*WHAT IS ASKED*:
A – In the Manchester Technologies letter to the SEC, what will the company file to add its accounting firm's missing conformed signature?
B – Pick up the Manchester Technologies letter to the SEC after its last sentence and keep writing it.

*EXTRACT PROVIDED*:
MANCHESTER TECHNOLOGIES, INC.
                               50 Marcus Boulevard
                            Hauppauge, New York 11788


                                  June 16, 2005

Securities and Exchange Commission
450 Fifth Street, N.W.
Washington, DC 20549-0306

     Re:  Manchester Technologies, Inc. Form 10-K for the fiscal year ended July
          31, 2004 and Forms 10-Q for the fiscal quarters ended October 31, 2004
          and January 31, 2005 (File No. 000-21695)

Ladies and Gentlemen:

     We have received a copy of your letter dated June 7, 2005 (the "Staff
Letter") conveying the comments of the staff of the Securities and Exchange
Commission (the "Commission") on the above-referenced periodic reports. The
following sets forth the Staff comments and the response of Manchester
Technologies, Inc. ("Manchester", the "Company" or "we") with respect to each of
the items.

Form 10-K

Report of Independent Registered Public Accounting Firm, page F-2

1. It appears your independent registered public accounting firm has not signed
the accountant's report. Tell us how you considered the requirements of Article
2.02 of Regulation S-X to include a signed report from the Company's independent
accounting firm.

     The record copy of the Form 10-K for fiscal 2004 maintained in the
Company's files includes an accountant's report signed by its independent
registered public accounting firm. The conformed signature of such firm was
inadvertently omitted from the edgarized version of the Form 10-K. We will file
an amendment on Form 10-K/A to add the conformed signature of our independent
registered public accounting firm to the accountant's report.

*PROVIDED DATA*:
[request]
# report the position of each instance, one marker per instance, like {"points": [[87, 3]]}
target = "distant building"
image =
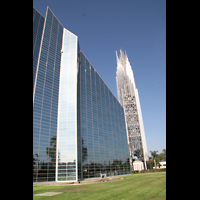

*ANSWERS FOR THE TASKS*:
A – An amendment on Form 10-K/A.

B –
Consolidated Statements of Cash Flows, page F-6

2. We note in your statements of cash flows you include separate line items
within operating activities for losses from discontinued operations and net cash
provided by discontinued operations for the year ended July 31, 2004. However,
we also note you have not included a similar line item for discontinued
operations for each of the years ended July 31, 2003 and 2002. Please tell us
how you considered footnote 10 of SFAS 95 in determining your presentation for
discontinued operations in your 10-K and subsequent 10-Q's. Also, if you intend
to maintain the presentation of separate cash flow information

Securities and Exchange Commission
June 16, 2005

for discontinued operations, your statements of cash flows should separately
disclose cash flows from investing and financing activities related to
discontinued operations. Additionally, your disclosure of operating cash flows
should show all components of operating cash flow related to discontinued
operations rather than the net operating cash flows. Please tell us how you
intend to comply with these reporting requirements.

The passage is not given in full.